### Texte proposé
■ ■ ■ ■ ■
Jake remue sur son siège, il ne tient plus en place, là.

-          Qui te dit que ce concert était raté ? Qui te dit qu’on n’a pas joué comme on voulait ? Moi, je dis que c’était un très bon concert et qu’on y a fait ce qu’on devait y faire.

Selon les points de contrôle que j’avais effectués pour élaborer mes questions, j’avais trouvé quelques éléments qui expliquaient le flop du concert au Whisky. C’était la troisième date de la tournée et le groupe ne s’était pas assez préparé, semble-t-il. En fait, Darren n’était pas en voix, mais Jake s’est énervé dans les médias à chaque fois qu’on lui en a parlé. J’ai droit également à un rejet, mais assez soft.

Bon, c’est la troisième fois qu’il s’énerve en cinq minutes, va falloir que je change de tactique ou qu’on termine, mais si on termine, je veux que ce soit sur une note tranquille.

-          Autre chose ?

Je réfléchis à toute vitesse à une question subsidiaire.

-          Y aura-t-il un troisième album avec Red Dragon Cartel ?

Jake se décontracte et se rassoit plus confortablement dans son siège. Il a laissé tomber le vapot, il s’allume une clope. Cette fois-ci, c’est lui qui réfléchit à ce qu’il va dire.

-          Il y aura un troisième album que si je juge opportun d’en faire un troisième. Je contrôle ce projet d’un bout à l’autre : c’est mon projet. Personne ne peut me dire ce que je dois faire avec Red Dragon Cartel. Aujourd’hui, je suis avec Anthony, Darren et Phil, mais demain je ne sais pas qui sera encore là. Ces musiciens sont également libres de participer ou pas, personne n’est attaché à ce groupe, sauf moi.

-          Ton style de jeu a considérablement évolué depuis la période avec Ozzy Osbourne, non ?

-          C’est même une évidence ! Je ne comprendrais jamais les gens qui font toujours la même chose. Comme je te l’ai déjà dit, quand j’ai été viré de chez Ozzy, j’ai reçu un nombre incalculable d’offres pour intégrer telle ou telle formation, mais pour y faire la même chose qu’avec Ozzy… Quand j’ai démarré la guitare, mon premier groupe était un groupe de funk, avec saxo, trompettes, congas etc. J’ai adoré jouer ce style ! Ensuite, j’ai découvert Carlos Santana, c’était diffèrent, mais ça ouvrait des perspectives musicales incroyables pour moi. Le vrai choc, fut Jimi Hendrix bien sûr, mais c’est quand j’ai vu Black Sabbath sur scène (avec Ozzy donc) au début des seventies, que j’ai su que je voulais en faire mon métier : je voulais faire ça ! répète-t-il en pointant du doigt la table. C’était tellement cool, tellement fort, c’était hallucinant pour l’époque…

Jake écrase négligemment sa clope dans le cendrier, et rallume son vapot.
■ ■ ■ ■ ■
### Extrait des données

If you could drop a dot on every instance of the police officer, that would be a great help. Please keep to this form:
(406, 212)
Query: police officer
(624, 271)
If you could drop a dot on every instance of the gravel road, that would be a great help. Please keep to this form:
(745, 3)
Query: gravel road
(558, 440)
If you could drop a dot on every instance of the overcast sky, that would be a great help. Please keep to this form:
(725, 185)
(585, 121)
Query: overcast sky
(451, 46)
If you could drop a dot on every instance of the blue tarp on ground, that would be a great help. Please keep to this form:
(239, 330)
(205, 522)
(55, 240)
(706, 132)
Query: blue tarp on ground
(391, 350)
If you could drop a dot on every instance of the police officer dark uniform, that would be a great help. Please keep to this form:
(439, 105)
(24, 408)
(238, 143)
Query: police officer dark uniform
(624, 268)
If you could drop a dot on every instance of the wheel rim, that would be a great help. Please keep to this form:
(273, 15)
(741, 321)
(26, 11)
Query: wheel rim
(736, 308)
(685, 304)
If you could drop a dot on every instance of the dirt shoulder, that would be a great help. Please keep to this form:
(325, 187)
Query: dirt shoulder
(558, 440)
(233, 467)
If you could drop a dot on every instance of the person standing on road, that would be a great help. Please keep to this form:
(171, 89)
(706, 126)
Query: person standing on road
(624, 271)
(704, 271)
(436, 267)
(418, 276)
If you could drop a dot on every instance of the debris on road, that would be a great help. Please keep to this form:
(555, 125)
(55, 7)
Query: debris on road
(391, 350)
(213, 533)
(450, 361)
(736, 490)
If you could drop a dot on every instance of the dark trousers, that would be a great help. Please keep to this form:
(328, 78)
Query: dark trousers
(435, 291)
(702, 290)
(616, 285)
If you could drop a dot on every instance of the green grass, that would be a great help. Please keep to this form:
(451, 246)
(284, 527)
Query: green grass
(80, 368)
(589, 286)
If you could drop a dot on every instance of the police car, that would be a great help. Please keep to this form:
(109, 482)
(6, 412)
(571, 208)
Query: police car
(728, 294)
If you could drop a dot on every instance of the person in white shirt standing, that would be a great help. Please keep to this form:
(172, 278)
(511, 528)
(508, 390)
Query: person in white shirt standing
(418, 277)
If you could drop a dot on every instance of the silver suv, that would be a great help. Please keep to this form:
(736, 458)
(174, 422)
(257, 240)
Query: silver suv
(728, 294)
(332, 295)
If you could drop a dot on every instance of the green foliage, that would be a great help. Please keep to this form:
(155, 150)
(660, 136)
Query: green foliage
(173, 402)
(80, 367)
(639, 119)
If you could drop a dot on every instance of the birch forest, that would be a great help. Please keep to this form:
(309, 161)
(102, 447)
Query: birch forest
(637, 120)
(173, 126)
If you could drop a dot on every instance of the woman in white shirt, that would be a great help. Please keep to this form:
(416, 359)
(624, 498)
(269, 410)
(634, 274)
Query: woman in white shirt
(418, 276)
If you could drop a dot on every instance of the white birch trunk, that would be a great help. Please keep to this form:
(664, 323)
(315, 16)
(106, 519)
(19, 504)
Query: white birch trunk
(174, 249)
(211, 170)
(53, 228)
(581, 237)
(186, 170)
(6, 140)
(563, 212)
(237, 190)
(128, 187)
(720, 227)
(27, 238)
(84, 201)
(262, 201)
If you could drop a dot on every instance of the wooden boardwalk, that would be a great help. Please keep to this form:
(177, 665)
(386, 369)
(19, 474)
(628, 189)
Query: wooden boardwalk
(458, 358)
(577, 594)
■ ■ ■ ■ ■
### Consigne
Réécrivez l'entretien avec Jake de « Bon, c’est la » à « une question subsidiaire. » en remplaçant « tactique » par « stratégie ».

### Réponse attendue
Bon, c’est la troisième fois qu’il s’énerve en cinq minutes, va falloir que je change de stratégie ou qu’on termine, mais si on termine, je veux que ce soit sur une note tranquille.

-          Autre chose ?

Je réfléchis à toute vitesse à une question subsidiaire.